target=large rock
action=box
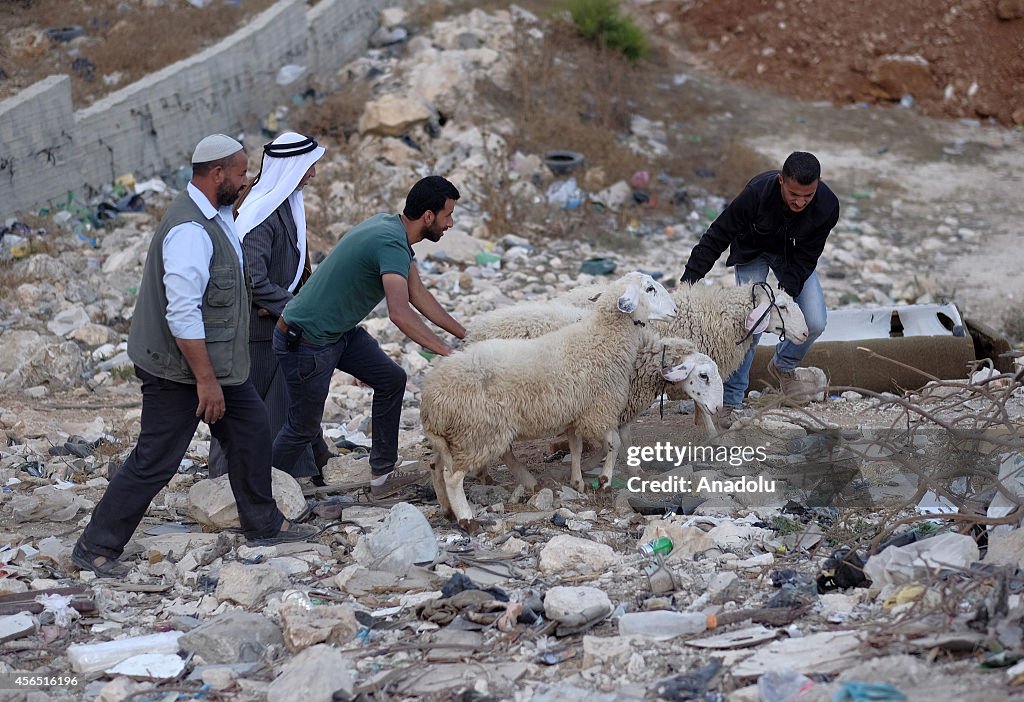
[352,502,439,573]
[214,562,290,608]
[0,330,85,390]
[357,94,435,137]
[538,535,617,574]
[189,468,305,529]
[996,0,1024,20]
[869,54,938,101]
[985,529,1024,568]
[405,47,500,115]
[543,586,612,624]
[179,611,283,663]
[47,306,92,337]
[415,229,488,265]
[266,644,355,702]
[279,602,359,652]
[71,323,117,347]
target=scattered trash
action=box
[833,681,907,702]
[757,669,814,702]
[862,532,979,588]
[639,537,674,558]
[67,631,184,674]
[543,150,585,175]
[579,257,616,276]
[546,177,584,209]
[618,610,717,640]
[651,658,722,701]
[36,593,77,627]
[44,26,85,42]
[275,64,307,85]
[767,570,818,608]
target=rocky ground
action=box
[2,3,1024,702]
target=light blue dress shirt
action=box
[162,183,245,339]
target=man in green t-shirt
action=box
[272,176,466,497]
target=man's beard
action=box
[423,222,445,242]
[216,182,240,207]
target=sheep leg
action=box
[502,449,538,493]
[443,466,479,534]
[427,438,454,520]
[566,427,586,493]
[597,428,621,489]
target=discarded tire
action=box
[543,150,585,175]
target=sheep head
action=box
[614,271,677,324]
[750,286,809,343]
[662,351,724,417]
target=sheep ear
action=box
[617,284,641,313]
[663,358,696,382]
[745,301,771,333]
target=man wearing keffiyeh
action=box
[208,132,333,486]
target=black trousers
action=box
[78,367,283,559]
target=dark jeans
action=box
[78,367,284,559]
[208,339,331,479]
[272,325,406,476]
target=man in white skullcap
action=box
[72,134,317,577]
[207,132,333,488]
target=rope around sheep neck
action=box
[735,281,786,346]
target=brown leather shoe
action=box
[369,466,425,498]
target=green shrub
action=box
[568,0,648,61]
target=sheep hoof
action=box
[458,518,481,535]
[480,474,495,485]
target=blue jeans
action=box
[272,326,407,476]
[723,254,827,407]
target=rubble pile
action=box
[1,5,1024,702]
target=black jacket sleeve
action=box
[680,184,758,284]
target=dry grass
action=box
[0,0,276,106]
[292,79,372,142]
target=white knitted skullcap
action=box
[191,134,243,164]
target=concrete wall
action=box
[0,0,379,221]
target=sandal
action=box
[71,543,132,578]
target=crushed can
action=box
[638,536,674,558]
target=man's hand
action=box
[175,338,226,424]
[196,378,226,423]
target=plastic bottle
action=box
[617,610,717,640]
[756,669,814,701]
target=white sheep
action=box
[467,320,724,490]
[656,282,808,429]
[420,272,677,532]
[556,281,809,432]
[464,301,587,343]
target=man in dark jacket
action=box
[680,151,839,414]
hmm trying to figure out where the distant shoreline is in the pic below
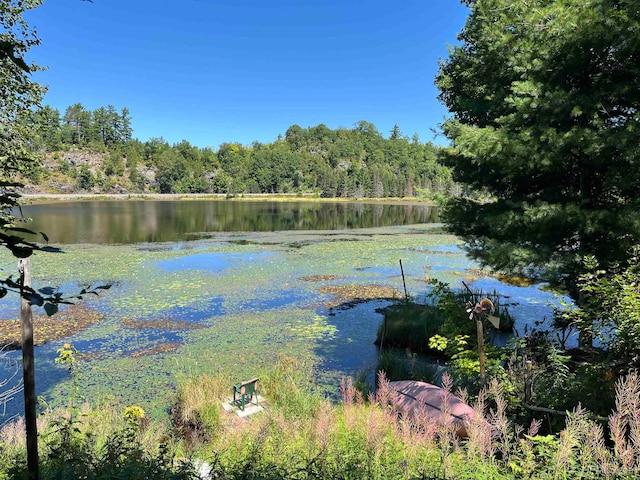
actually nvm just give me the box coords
[19,193,436,206]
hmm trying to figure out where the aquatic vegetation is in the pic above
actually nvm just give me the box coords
[375,303,446,353]
[131,343,182,358]
[318,284,403,309]
[494,272,541,287]
[0,305,103,349]
[0,224,567,423]
[121,318,205,330]
[288,314,337,339]
[300,274,344,282]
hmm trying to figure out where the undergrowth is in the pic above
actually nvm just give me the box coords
[4,354,640,479]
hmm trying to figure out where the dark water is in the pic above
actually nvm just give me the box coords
[17,200,439,244]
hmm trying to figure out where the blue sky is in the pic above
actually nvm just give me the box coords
[27,0,469,148]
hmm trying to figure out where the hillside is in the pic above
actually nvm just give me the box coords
[21,104,455,199]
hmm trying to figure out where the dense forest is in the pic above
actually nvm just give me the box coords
[22,103,455,199]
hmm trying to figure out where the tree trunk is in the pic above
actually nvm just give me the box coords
[20,258,39,480]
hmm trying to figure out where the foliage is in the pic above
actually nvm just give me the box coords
[504,327,615,423]
[5,364,640,478]
[422,281,522,394]
[375,281,518,395]
[436,0,640,300]
[0,0,44,180]
[27,112,455,198]
[578,247,640,369]
[33,407,191,480]
[7,344,193,479]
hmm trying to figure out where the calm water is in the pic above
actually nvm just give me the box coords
[18,200,439,244]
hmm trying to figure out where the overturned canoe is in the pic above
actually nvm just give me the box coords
[388,380,478,437]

▬▬▬▬▬▬

What the task asks: Give the listing again, exactly as it appears, but without its images.

Result of this exercise:
target=large rock
action=box
[352,502,439,573]
[214,562,290,608]
[0,330,85,390]
[357,94,435,137]
[538,535,617,574]
[189,468,305,529]
[996,0,1024,20]
[869,54,938,101]
[985,529,1024,568]
[405,47,500,115]
[543,586,612,624]
[179,611,283,663]
[47,306,92,337]
[415,229,488,265]
[266,644,355,702]
[279,602,359,652]
[71,323,117,347]
target=scattered trash
action=box
[833,681,907,702]
[757,669,814,702]
[862,532,979,588]
[639,537,674,558]
[67,631,184,674]
[543,150,585,175]
[579,257,616,276]
[546,177,584,209]
[618,610,717,640]
[651,658,722,701]
[36,593,77,627]
[44,26,85,42]
[275,64,307,85]
[767,570,818,608]
target=rocky ground
action=box
[2,3,1024,702]
target=light blue dress shirt
action=box
[162,183,245,339]
target=man in green t-shirt
action=box
[272,176,466,497]
target=man's beard
action=box
[423,222,445,242]
[216,182,240,207]
target=sheep leg
action=box
[502,449,538,493]
[443,466,479,534]
[427,438,454,520]
[566,427,586,493]
[597,428,621,489]
target=discarded tire
action=box
[543,150,585,175]
target=sheep head
action=box
[614,271,677,324]
[750,286,809,343]
[662,351,724,417]
target=sheep ear
action=box
[617,284,641,313]
[663,358,696,382]
[745,301,771,333]
target=man wearing keffiyeh
action=box
[208,132,333,486]
target=black trousers
action=box
[78,367,283,559]
target=dark jeans
action=box
[78,367,284,559]
[208,339,331,479]
[272,325,406,476]
target=man in white skullcap
action=box
[72,134,317,577]
[207,132,333,488]
target=rope around sheep neck
action=box
[735,281,786,346]
target=brown leather shoe
action=box
[369,466,425,498]
target=green shrub
action=box
[568,0,648,61]
target=sheep hoof
action=box
[458,518,481,535]
[480,474,495,485]
target=blue jeans
action=box
[272,326,407,476]
[723,254,827,407]
target=rubble pile
action=box
[1,5,1024,702]
target=black jacket sleeve
action=box
[680,184,758,284]
target=dry grass
action=box
[0,0,276,106]
[292,79,372,142]
target=white knitted skullcap
action=box
[191,134,243,164]
target=concrete wall
action=box
[0,0,379,221]
target=sandal
action=box
[71,543,132,578]
target=crushed can
action=box
[638,536,674,558]
target=man's hand
action=box
[175,338,226,424]
[196,378,226,423]
target=plastic bottle
action=box
[617,610,717,640]
[756,669,814,701]
target=white sheep
action=box
[467,320,724,490]
[656,282,808,429]
[420,272,677,532]
[556,281,809,432]
[464,301,587,343]
target=man in dark jacket
action=box
[680,151,839,414]
hmm trying to figure out where the distant shoreline is in the pic below
actually nvm just give me the box coords
[19,193,436,206]
hmm trying to figure out where the aquatic vegetation is in the pic above
actually nvm just give me the box coords
[375,303,446,353]
[131,343,182,358]
[318,284,403,309]
[494,272,541,287]
[0,305,103,349]
[0,224,567,423]
[121,318,205,330]
[288,314,337,339]
[300,274,344,282]
hmm trying to figure out where the undergrowth is in the pic above
actually nvm just give me the box coords
[4,354,640,479]
hmm trying to figure out where the dark water is in the pic above
actually nvm just give me the box coords
[17,200,439,244]
hmm trying to figure out where the blue sky is in the pic above
actually nvm just give me the box coords
[27,0,469,148]
hmm trying to figure out where the hillside is in the pic above
actually nvm just give me the box coords
[21,104,455,199]
hmm trying to figure out where the dense forest is in the pic above
actually nvm just give me the box coords
[22,103,455,199]
hmm trying to figure out where the tree trunk is in the pic above
actually nvm just give me the box coords
[20,258,39,480]
hmm trying to figure out where the foliage is in the pic above
actually nvm just give me the box coords
[504,327,615,423]
[5,364,640,478]
[422,281,522,394]
[375,281,518,395]
[436,0,640,300]
[0,0,44,180]
[27,112,455,198]
[578,247,640,369]
[33,407,191,480]
[7,344,193,479]
hmm trying to figure out where the calm water is in the pic above
actually nvm just give me the box coords
[18,200,439,244]
hmm trying to figure out where the overturned canoe is in the pic above
actually nvm just give me the box coords
[388,380,478,437]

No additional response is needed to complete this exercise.